Worlds of Pain: Immaterial

Just yesterday I realized that I am grieving.

The thing about immaterial pain is that it can lie in waiting for many years before it is ever felt. Events that transpired a lifetime ago can yield fresh wounds when we least expect them. I have perhaps suffered more immaterial wounds and pains than material ones. I could write about a lot of things – from my childhood, from my first marriage, from my experiences with people broadly over the course of my life.

I feel too tired to go into much detail about most of that. For now I would simply say, speaking from my desire to highlight the MOST IMPORTANT lesson I’ve learned, that I’ve found NO source of pain greater than the wounds I’ve inflicted on myself, through my own choices and actions.

That’s not to say, though, that the choices and actions of others have not hurt me; they have.

It’s a common trope that American girls all have “Daddy Issues.” Well – not me. I mean, I thought I did, for a long time – because my mother told me I did – and, furthermore, that i should.

But let’s get real: my father was and is far from perfect – but how many girls end up with “Daddy Issues” because their father was too involved in their upbringing? Because their father was too protective? Because their father held them to too high a standard? And whose fathers did all this, and more, by way of leading by example?

The wise among you will not be surprised by my declaration that NO – I do not have “Daddy Issues.” I have “MOMMY Issues” – and it SHOWS.

Extracted material
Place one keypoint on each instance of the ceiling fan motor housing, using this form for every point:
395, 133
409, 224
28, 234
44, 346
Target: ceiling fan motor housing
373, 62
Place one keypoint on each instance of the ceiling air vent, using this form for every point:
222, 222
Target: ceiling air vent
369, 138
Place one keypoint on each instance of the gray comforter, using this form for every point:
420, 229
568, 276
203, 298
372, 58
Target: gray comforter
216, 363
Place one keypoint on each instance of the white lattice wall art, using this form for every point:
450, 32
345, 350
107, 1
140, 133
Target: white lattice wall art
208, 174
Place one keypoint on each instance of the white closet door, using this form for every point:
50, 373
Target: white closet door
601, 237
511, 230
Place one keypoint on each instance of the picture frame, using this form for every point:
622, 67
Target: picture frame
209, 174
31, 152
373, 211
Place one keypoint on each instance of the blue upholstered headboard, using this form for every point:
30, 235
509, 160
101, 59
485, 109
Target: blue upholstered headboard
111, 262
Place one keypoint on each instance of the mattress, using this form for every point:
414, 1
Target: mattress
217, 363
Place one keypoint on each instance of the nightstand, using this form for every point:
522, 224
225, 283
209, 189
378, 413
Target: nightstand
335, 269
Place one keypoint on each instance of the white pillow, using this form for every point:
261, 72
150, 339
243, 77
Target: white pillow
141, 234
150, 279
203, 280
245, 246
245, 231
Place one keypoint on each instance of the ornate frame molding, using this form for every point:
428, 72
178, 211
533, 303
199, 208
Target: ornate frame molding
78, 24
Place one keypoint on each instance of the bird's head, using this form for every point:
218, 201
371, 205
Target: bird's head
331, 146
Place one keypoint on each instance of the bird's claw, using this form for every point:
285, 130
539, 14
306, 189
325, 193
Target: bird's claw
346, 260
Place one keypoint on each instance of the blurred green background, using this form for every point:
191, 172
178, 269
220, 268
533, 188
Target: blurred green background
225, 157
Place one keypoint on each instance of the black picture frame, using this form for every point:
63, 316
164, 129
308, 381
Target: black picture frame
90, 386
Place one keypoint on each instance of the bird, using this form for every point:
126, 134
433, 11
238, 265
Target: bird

Tasks for this exercise
1 > Could you rewrite the records from the line containing "Place one keypoint on each instance of the bird's head, using" through the end of the records, swapping "bird's claw" for "bird's talon" and changing nothing else?
2 > Would you carry on the essay about immaterial pain, picking up after its last sentence?

Per-task outputs
1 >
Place one keypoint on each instance of the bird's head, using this form for every point:
218, 201
371, 205
Target: bird's head
331, 146
Place one keypoint on each instance of the bird's talon, using this form for every point:
285, 130
539, 14
306, 189
325, 193
Target: bird's talon
346, 260
Place one keypoint on each instance of the blurred green background, using this form for every point:
191, 172
178, 269
220, 268
533, 188
Target: blurred green background
225, 157
Place one keypoint on each instance of the black picture frame, using this form for every point:
63, 316
164, 129
308, 381
Target: black picture frame
90, 386
Place one keypoint on each instance of the bird, using this form for every point:
126, 134
433, 11
238, 265
Target: bird

2 >
I could write so much about that, but I will cut to the chase:

I found out nearly three years ago, the last time I saw my mother, that she had an abortion when she got pregnant again shortly after I was born. She has rationalized this in two primary ways, by saying that:

  1. it was “too soon.”
  2. that her relationship with my father was not good, she was not happy, he was bad.

Yet history also tells us that:

  1. she had the easiest pregnancies and deliveries any woman could hope for.
  2. she stayed with my father for several more years and had another child with him anyway.

My mother killed one of my siblings, for no greater reason than personal benefit and convenience.

Suddenly, I understood so much more about my relationship with my mother, and my relationship with WOMEN (namely, that they are awful).

I understand my mother’s chronic guilt – and I understand why she comes to me, alternately to tell me all about what a bad person my father is – and to beg ME for absolution for all the sins she’s never confessed in any proper capacity.

I also understand better some of the “dreams” or “visions” I had as a young child. I understand why, when I told my mother out of the blue one day, that I “always felt like I was supposed to have a little sister,” she seemed to get almost angry with me, and dismissed the idea with an uncomfortable mixture of wistfulness and disdain.

And I have come to understand that I am grieving – for a loss long and anxiously anticipated, but which I never knew, before, had ALREADY HAPPENED.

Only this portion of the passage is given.